■ **Task directions**: All of the data that follows needs to be printed again, exactly as it reads.

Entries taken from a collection
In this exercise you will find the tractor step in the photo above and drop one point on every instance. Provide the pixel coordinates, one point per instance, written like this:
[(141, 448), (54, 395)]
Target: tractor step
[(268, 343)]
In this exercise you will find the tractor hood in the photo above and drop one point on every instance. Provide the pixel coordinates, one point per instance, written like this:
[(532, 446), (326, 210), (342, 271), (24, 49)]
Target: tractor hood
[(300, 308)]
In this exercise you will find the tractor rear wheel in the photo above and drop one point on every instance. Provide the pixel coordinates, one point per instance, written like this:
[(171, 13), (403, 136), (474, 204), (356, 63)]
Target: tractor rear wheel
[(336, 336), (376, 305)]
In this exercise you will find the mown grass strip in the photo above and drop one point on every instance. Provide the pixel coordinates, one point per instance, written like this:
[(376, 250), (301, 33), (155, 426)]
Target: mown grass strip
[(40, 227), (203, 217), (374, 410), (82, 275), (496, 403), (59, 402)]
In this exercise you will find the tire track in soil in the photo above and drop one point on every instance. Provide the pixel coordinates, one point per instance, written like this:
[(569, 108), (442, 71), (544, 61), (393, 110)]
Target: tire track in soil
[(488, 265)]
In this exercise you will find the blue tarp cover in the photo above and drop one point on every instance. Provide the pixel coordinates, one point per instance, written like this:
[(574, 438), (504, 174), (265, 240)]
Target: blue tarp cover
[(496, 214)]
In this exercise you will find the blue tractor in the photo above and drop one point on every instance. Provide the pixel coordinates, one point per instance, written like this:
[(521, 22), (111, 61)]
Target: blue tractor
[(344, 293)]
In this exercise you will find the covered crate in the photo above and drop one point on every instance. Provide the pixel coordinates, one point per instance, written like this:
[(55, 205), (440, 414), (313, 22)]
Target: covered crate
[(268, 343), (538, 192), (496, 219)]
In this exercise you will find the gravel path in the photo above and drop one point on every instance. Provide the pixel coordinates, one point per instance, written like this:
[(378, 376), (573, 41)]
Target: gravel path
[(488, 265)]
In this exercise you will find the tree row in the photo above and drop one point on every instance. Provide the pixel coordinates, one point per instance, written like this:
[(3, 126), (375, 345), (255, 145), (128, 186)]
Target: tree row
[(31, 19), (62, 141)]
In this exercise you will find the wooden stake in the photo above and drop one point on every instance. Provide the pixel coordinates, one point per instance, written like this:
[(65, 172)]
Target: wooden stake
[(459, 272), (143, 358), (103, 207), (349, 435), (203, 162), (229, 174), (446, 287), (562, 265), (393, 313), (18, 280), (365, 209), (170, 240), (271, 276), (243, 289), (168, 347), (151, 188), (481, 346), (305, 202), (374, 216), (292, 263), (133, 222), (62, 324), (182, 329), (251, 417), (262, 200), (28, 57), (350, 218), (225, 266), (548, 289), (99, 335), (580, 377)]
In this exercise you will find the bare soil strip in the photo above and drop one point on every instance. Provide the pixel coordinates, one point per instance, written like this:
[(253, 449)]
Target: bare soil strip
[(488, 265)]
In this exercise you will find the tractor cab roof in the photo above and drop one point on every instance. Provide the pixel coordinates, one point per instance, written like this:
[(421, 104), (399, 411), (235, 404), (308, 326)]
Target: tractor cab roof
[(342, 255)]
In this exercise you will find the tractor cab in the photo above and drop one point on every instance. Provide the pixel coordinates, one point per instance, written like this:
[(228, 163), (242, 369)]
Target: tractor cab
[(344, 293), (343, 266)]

■ **Answer below**:
In this exercise you will find the tractor step in the photo above and drop one point on every instance. Provide the pixel coordinates, one point per instance, written like this:
[(141, 448), (54, 395)]
Target: tractor step
[(268, 343)]
In this exercise you will find the tractor hood in the photo above and drop one point on every instance. Provide the pixel coordinates, one point per instance, written like this:
[(532, 446), (326, 210), (342, 271), (24, 49)]
Target: tractor hood
[(300, 308)]
In this exercise you will find the tractor rear wheel in the photo above and drop one point on every instance. Provide the pixel coordinates, one point per instance, written like this:
[(171, 13), (403, 136), (474, 204), (356, 63)]
Target: tractor rear wheel
[(336, 336), (376, 305)]
In this exercise you will find the mown grass strip in the photo above and drop one point on every instance. Provide the pixel coordinates, one point per instance, written like this:
[(376, 250), (301, 33), (155, 426)]
Target: mown grass strip
[(40, 227), (203, 217), (374, 410), (82, 275), (496, 403), (59, 402)]
In this exercise you will find the tire track in soil in the photo above and drop one point on every instance. Provide the pixel coordinates, one point per instance, written like this:
[(569, 108), (442, 71), (544, 61), (393, 110)]
Target: tire track in soil
[(488, 265)]
In this exercise you will find the blue tarp cover in the photo above and drop one point on every instance. Provide the pixel coordinates, one point per instance, written like this:
[(574, 438), (504, 174), (265, 240)]
Target: blue tarp cover
[(496, 214)]
In this exercise you will find the blue tractor in the photo above and drop one point on every instance. Provide the pixel coordinates, one point per instance, written like this:
[(521, 22), (111, 61)]
Target: blue tractor
[(344, 293)]
In this exercise you will find the covered crate in the photo above and drop one point on every instance. Provide the pixel coordinates, one point per instance, written like this:
[(55, 205), (440, 414), (313, 22)]
Target: covered crate
[(268, 343), (538, 192), (496, 219)]
In this exercise you will find the gravel path in the photo above and drop one point on every instance. Provide the pixel coordinates, one point per instance, written like this:
[(378, 376), (573, 41)]
Target: gravel path
[(488, 265)]
In this exercise you will find the tree row in the photo above and drop one point on every instance. Provide the pixel coordinates, one point per instance, written like this:
[(3, 126), (375, 345), (255, 145), (128, 186)]
Target: tree row
[(31, 19), (62, 141)]
In this exercise you will find the wooden stake in the photo above and drop one point on every instance. Provide the pixel coordinates, one point per instance, written like this:
[(65, 172)]
Target: wooden stake
[(459, 272), (143, 358), (103, 207), (349, 435), (203, 162), (229, 174), (446, 287), (562, 265), (393, 313), (18, 280), (365, 209), (170, 240), (271, 276), (243, 289), (168, 347), (151, 188), (481, 346), (305, 202), (374, 216), (292, 263), (133, 222), (62, 324), (182, 329), (251, 417), (262, 200), (28, 57), (350, 218), (225, 266), (548, 289), (99, 335), (580, 377)]
In this exercise you will find the bare soil strip in the photo above and drop one point on every instance. Provide the pixel coordinates, one point per instance, written like this:
[(253, 449)]
Target: bare soil strip
[(488, 265)]
In this exercise you will find the tractor cab roof in the photo above and drop one point on every instance. Provide the pixel coordinates, one point per instance, written like this:
[(421, 104), (399, 411), (235, 404), (308, 326)]
Target: tractor cab roof
[(342, 255)]
In this exercise you will find the tractor cab in the photo above and drop one point on every instance. Provide the pixel coordinates, one point per instance, written like this:
[(228, 163), (242, 369)]
Target: tractor cab
[(344, 293), (343, 266)]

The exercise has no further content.